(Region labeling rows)
□ □ □ □

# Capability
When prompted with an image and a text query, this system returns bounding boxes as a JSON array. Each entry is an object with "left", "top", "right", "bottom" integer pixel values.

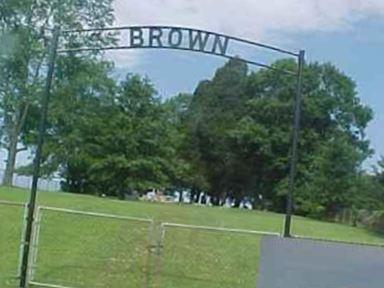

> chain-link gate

[{"left": 29, "top": 207, "right": 153, "bottom": 288}]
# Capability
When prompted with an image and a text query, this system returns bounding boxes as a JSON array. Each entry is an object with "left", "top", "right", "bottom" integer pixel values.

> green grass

[{"left": 0, "top": 188, "right": 384, "bottom": 288}]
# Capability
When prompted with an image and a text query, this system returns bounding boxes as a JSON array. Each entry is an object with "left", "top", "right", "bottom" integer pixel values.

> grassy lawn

[{"left": 0, "top": 188, "right": 384, "bottom": 288}]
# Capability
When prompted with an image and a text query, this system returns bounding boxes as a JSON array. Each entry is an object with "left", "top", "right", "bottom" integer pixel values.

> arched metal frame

[{"left": 19, "top": 26, "right": 305, "bottom": 288}]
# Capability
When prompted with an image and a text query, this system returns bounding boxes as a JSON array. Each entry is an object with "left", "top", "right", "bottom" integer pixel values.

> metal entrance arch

[{"left": 20, "top": 26, "right": 305, "bottom": 288}]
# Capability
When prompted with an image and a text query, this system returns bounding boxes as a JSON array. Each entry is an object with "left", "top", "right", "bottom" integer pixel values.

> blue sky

[
  {"left": 112, "top": 0, "right": 384, "bottom": 168},
  {"left": 0, "top": 0, "right": 384, "bottom": 168}
]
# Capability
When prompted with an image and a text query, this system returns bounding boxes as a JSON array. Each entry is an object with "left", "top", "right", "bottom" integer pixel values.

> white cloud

[
  {"left": 115, "top": 0, "right": 384, "bottom": 40},
  {"left": 113, "top": 0, "right": 384, "bottom": 67}
]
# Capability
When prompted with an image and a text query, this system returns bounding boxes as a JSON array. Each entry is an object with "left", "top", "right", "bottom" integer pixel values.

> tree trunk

[{"left": 3, "top": 131, "right": 18, "bottom": 186}]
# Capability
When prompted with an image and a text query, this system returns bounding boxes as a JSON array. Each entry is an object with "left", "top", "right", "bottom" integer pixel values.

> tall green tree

[
  {"left": 0, "top": 0, "right": 114, "bottom": 185},
  {"left": 188, "top": 60, "right": 372, "bottom": 214}
]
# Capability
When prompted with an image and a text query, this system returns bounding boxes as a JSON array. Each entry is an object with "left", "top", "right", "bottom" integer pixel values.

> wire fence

[
  {"left": 156, "top": 223, "right": 279, "bottom": 288},
  {"left": 0, "top": 200, "right": 26, "bottom": 288},
  {"left": 0, "top": 169, "right": 61, "bottom": 192},
  {"left": 0, "top": 200, "right": 383, "bottom": 288},
  {"left": 29, "top": 207, "right": 153, "bottom": 288}
]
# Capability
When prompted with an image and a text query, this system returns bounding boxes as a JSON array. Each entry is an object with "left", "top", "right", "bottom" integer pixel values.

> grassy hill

[{"left": 0, "top": 188, "right": 384, "bottom": 288}]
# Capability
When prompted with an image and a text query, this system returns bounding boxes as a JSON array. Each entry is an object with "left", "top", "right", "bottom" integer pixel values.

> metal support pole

[
  {"left": 284, "top": 50, "right": 305, "bottom": 237},
  {"left": 20, "top": 27, "right": 60, "bottom": 288}
]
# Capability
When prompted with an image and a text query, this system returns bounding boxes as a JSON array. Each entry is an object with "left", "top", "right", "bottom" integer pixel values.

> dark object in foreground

[{"left": 257, "top": 236, "right": 384, "bottom": 288}]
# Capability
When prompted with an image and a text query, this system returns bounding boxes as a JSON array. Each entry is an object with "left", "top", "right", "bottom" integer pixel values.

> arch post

[
  {"left": 19, "top": 27, "right": 60, "bottom": 288},
  {"left": 283, "top": 50, "right": 305, "bottom": 237}
]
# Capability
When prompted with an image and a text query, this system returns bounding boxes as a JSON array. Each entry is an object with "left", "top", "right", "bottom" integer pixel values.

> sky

[
  {"left": 0, "top": 0, "right": 384, "bottom": 168},
  {"left": 108, "top": 0, "right": 384, "bottom": 168}
]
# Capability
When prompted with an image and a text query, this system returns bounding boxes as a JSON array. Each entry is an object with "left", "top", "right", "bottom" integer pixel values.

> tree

[
  {"left": 184, "top": 60, "right": 372, "bottom": 214},
  {"left": 0, "top": 0, "right": 113, "bottom": 185}
]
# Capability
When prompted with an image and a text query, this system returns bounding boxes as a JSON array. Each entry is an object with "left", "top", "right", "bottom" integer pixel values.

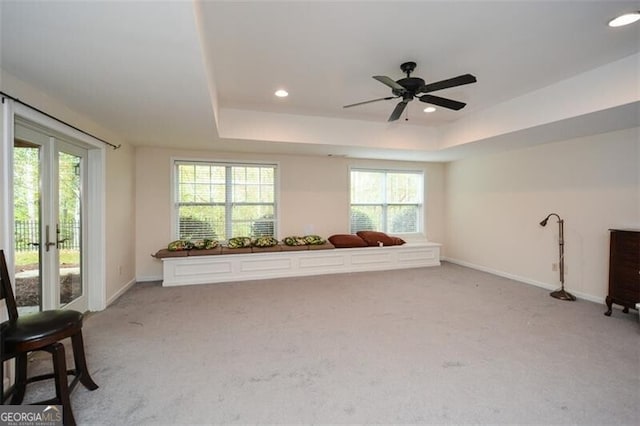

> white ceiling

[{"left": 0, "top": 0, "right": 640, "bottom": 160}]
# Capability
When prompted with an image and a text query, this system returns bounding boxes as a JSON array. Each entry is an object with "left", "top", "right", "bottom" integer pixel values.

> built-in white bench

[{"left": 161, "top": 242, "right": 440, "bottom": 287}]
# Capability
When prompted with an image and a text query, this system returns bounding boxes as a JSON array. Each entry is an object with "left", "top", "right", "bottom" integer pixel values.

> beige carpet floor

[{"left": 20, "top": 263, "right": 640, "bottom": 425}]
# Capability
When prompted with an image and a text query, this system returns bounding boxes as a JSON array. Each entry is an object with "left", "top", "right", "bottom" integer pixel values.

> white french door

[{"left": 13, "top": 120, "right": 88, "bottom": 313}]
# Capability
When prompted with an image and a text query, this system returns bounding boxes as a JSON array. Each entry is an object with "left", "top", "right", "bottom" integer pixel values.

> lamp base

[{"left": 550, "top": 288, "right": 576, "bottom": 302}]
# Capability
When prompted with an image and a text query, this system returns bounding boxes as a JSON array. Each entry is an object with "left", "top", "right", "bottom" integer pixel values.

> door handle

[
  {"left": 44, "top": 225, "right": 56, "bottom": 251},
  {"left": 56, "top": 223, "right": 69, "bottom": 249}
]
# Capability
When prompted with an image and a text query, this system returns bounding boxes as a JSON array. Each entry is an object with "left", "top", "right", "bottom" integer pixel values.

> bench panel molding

[{"left": 162, "top": 242, "right": 440, "bottom": 287}]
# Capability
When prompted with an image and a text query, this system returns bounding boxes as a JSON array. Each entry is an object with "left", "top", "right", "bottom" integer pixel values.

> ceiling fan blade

[
  {"left": 418, "top": 95, "right": 467, "bottom": 111},
  {"left": 387, "top": 100, "right": 409, "bottom": 121},
  {"left": 342, "top": 96, "right": 400, "bottom": 108},
  {"left": 418, "top": 74, "right": 478, "bottom": 93},
  {"left": 373, "top": 75, "right": 406, "bottom": 93}
]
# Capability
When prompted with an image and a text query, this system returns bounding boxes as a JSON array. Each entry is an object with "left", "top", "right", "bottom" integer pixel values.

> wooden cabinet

[{"left": 604, "top": 229, "right": 640, "bottom": 316}]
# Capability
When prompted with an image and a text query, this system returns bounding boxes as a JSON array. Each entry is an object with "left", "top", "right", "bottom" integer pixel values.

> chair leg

[
  {"left": 44, "top": 342, "right": 76, "bottom": 426},
  {"left": 71, "top": 330, "right": 98, "bottom": 390},
  {"left": 11, "top": 352, "right": 27, "bottom": 405}
]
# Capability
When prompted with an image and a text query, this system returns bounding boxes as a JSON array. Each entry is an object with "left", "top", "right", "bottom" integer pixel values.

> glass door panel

[
  {"left": 13, "top": 140, "right": 42, "bottom": 314},
  {"left": 56, "top": 151, "right": 84, "bottom": 306},
  {"left": 13, "top": 121, "right": 88, "bottom": 313}
]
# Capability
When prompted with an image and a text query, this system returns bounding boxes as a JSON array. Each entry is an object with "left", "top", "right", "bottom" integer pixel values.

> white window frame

[
  {"left": 348, "top": 166, "right": 427, "bottom": 237},
  {"left": 170, "top": 158, "right": 280, "bottom": 242}
]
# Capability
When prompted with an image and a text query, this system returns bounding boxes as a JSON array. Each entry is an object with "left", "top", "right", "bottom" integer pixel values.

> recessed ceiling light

[{"left": 609, "top": 11, "right": 640, "bottom": 27}]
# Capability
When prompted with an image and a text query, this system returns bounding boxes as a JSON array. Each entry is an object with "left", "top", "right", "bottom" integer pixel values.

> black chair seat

[
  {"left": 0, "top": 250, "right": 98, "bottom": 426},
  {"left": 4, "top": 310, "right": 83, "bottom": 352}
]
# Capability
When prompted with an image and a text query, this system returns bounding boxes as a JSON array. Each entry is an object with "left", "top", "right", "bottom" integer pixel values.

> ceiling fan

[{"left": 343, "top": 62, "right": 477, "bottom": 121}]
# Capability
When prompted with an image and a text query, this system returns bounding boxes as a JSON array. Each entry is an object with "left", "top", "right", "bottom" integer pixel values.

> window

[
  {"left": 175, "top": 161, "right": 277, "bottom": 240},
  {"left": 351, "top": 169, "right": 424, "bottom": 234}
]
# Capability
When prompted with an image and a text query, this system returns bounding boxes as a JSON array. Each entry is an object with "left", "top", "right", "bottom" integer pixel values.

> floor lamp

[{"left": 540, "top": 213, "right": 576, "bottom": 301}]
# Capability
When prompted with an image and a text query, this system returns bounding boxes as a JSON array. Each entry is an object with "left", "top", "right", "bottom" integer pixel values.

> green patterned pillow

[
  {"left": 227, "top": 237, "right": 251, "bottom": 248},
  {"left": 193, "top": 238, "right": 218, "bottom": 250},
  {"left": 253, "top": 237, "right": 278, "bottom": 247},
  {"left": 282, "top": 236, "right": 307, "bottom": 246},
  {"left": 167, "top": 240, "right": 193, "bottom": 251},
  {"left": 303, "top": 235, "right": 327, "bottom": 246}
]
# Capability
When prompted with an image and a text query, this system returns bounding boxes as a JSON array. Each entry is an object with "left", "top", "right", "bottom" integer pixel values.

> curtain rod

[{"left": 0, "top": 91, "right": 122, "bottom": 150}]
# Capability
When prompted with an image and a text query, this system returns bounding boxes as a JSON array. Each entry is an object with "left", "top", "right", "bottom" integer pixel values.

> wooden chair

[{"left": 0, "top": 250, "right": 98, "bottom": 425}]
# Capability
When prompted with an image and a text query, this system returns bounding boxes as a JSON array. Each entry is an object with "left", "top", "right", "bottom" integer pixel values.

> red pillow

[
  {"left": 329, "top": 234, "right": 368, "bottom": 248},
  {"left": 358, "top": 231, "right": 395, "bottom": 246}
]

□ □ □ □

- TASK REQUIREMENTS
Identify every line in the rows above that contains the word "panel", and copy each such line in full.

- OUTPUT FOR THIS EXERCISE
> bench panel molding
> glass door panel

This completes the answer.